- **Excerpt provided**
The school administrator refused. My instructor, through protesting, was fired. We were called to the, uh, administrator’s office and offered a settlement because we had a year and a half under this course that if we wanted our, uh, certificates, two-year certificate, that we’d have to spend the last six months in a carpentry class. And, uh, believe it or not, the two white guys, even though they only had three months of training, they, they were given their, uh, certificates to work, uh, in construction. Uh, we all refused. So I never received, though I did a year and a half at Daytona Beach Community College, uh, in their [50:00], uh, uh, program, uh, I never received anything for it. We weren’t even reimbursed.
So that was the end of that, but fortunately, uh, uh, uh, I married and my wife is from New York. We moved back with her parents in New York and, uh, uh, I got employment there. But racism, uh, uh, I found was not just a southern issue. It was worse in the North. At least in the South, it was overt. In the North, it’s a pat on the back and a smile on the face, and they’ll stab you as often as they can. I worked the post, I worked in the post office my first five years. Uh, again here I am doing accounting for a supervisor who couldn’t even do it, but he’s being paid, uh, more money just to be over the blacks. [coughs] Excuse me.
Fortunately, uh, the Civil Rights Act was, uh, important in its passage because it did open the, the flood gates, I would put it that way, for black opportunities, particularly in the North because most of the people I went in with, uh, in the post office at the time were pretty much because of the Civil Rights Act. Uh, but like I said, I, I always looked for advancement and opportunities. There was very little in the post office. You know, I, I tried to, uh, uh, petition for, uh, to take exams to no avail. But after five years, I, uh, passed the police department’s test and went into that.
JM: Were you in New York City?
PC: Yes.
JM: Yeah.

- **Records in a dataset**

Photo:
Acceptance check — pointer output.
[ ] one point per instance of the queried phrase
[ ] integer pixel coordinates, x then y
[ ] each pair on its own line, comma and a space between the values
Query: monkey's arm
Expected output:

* * *

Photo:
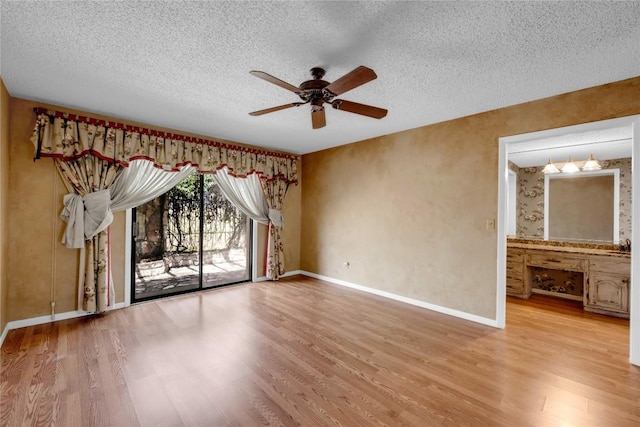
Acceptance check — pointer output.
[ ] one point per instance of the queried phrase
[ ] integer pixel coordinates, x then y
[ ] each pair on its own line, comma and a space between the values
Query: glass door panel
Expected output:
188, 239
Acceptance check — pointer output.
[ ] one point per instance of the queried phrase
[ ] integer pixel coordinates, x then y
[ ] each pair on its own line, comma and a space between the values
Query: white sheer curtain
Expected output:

* * *

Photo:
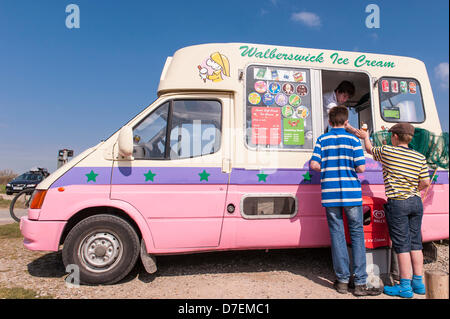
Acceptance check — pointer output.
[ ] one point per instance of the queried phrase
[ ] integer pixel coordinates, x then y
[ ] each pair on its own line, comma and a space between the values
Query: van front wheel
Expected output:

- **Exercise task 1**
In the interview transcript, what test did the speaker pass after five years in the post office?
- **Exercise task 2**
Continue the interview transcript from the point where it stops.

- **Written answer 1**
The speaker passed the police department's test.

- **Written answer 2**
PC: Uh, now there, the racism was just as rampant and I would say more intimidating, uh, because, uh, uh, it’s more of a, a rank and file, uh, organization. As you know, police, yeah, you’ve got your sergeant, lieutenant, captain, and on up, but some of the hierarchy, uh, that I worked under felt like I was still some type of nigger that they could talk to any way they wanted to. Uh, again, like I said, that’s what my training, my involvement in civil rights here in, uh, St. Augustine prepared me for that. Uh, just like I didn’t allow the disrespect, uh, regardless of who you were, uh, when I was a teen, I didn’t allow it working in the police department. So my, my attitude was if you curse me out, no matter what your rank, I would then likewise, in turn, uh, speak as you speak to me. You know, I respect your rank as long as you respect me as a human being and I did run into some, a lot of, with that attitude, you had, uh, oh boy, some of the worst of the worst after you.
But another thing that was fortunate with me, most of the guys, uh, particularly blacks that I, uh, entered the police department with, came out of the Civil Rights Movement surprisingly. And, uh, we were cohesive and they were as demanding for respect as I was, some more so. So that made it a lot easier. I was, I was proud to see, uh, a lot of the, the folk and the females, the black females were the ones, I mean, they did not take any shit, so to speak, if I can put it that way, from their superiors because I think that getting these jobs, uh, I could see that the, the racism involved was to try to still keep you as low as possible and, uh, and it didn’t work because, uh, a group, I got together with a group that sued the police department and the city of New York for discriminating on the promotional exams and we were successful. I again had to sue, the same, similar suit for my lieutenant’s exam and we were successful. And those lawsuits, uh, were used, the criteria was used around the nation and they’re still being used to this day. So yes, the Civil Rights, uh, Movement in St. Augustine, uh, prepared me well.
JM: Yeah. Um, did the, uh, did the department change gradually in your service there over time? Did you think it changed because of this ongoing pattern of challenge and activism
by -
PC: Oh definitely.
JM: Yeah.
PC: I think the change came about not so much, uh, willingly.
JM: Yeah.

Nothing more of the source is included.